ACTION ITEM => Go through the records below and write each one out again unchanged.

(Records from a collection)
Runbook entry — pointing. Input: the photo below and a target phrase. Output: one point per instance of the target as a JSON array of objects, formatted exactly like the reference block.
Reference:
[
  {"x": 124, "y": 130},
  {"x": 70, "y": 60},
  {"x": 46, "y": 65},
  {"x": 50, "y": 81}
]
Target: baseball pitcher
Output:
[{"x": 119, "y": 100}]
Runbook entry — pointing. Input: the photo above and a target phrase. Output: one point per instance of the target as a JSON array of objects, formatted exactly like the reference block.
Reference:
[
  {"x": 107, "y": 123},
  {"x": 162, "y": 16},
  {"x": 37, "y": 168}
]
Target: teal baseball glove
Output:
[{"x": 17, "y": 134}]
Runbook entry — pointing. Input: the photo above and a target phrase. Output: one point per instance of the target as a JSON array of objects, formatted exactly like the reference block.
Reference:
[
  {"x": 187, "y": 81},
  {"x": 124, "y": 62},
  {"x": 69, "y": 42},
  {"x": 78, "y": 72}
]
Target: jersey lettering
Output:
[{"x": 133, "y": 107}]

ANSWER BELOW =>
Runbook entry — pointing. Input: the photo below and a target phrase. Output: one point per instance of the target as a JSON array of objects, formatted exactly like the reference block.
Reference:
[
  {"x": 124, "y": 130},
  {"x": 70, "y": 60},
  {"x": 46, "y": 65},
  {"x": 50, "y": 81}
]
Target: baseball pitcher
Output:
[{"x": 119, "y": 100}]
Runbook entry — pointing. Input: the photo above and a target phrase. Output: one point per instance of the target as a JSON array of objects, formatted exactly like the reference block.
Reference:
[
  {"x": 107, "y": 123},
  {"x": 162, "y": 16},
  {"x": 37, "y": 168}
]
Target: teal baseball glove
Output:
[{"x": 17, "y": 134}]
Runbook entry — pointing. Input: the photo above and a target phrase. Output: one point per instance of the target as a JSON array of objects, formatted exactly like the reference block.
Reference:
[
  {"x": 187, "y": 81},
  {"x": 124, "y": 62},
  {"x": 69, "y": 42},
  {"x": 78, "y": 72}
]
Target: jersey lettering
Output:
[{"x": 133, "y": 107}]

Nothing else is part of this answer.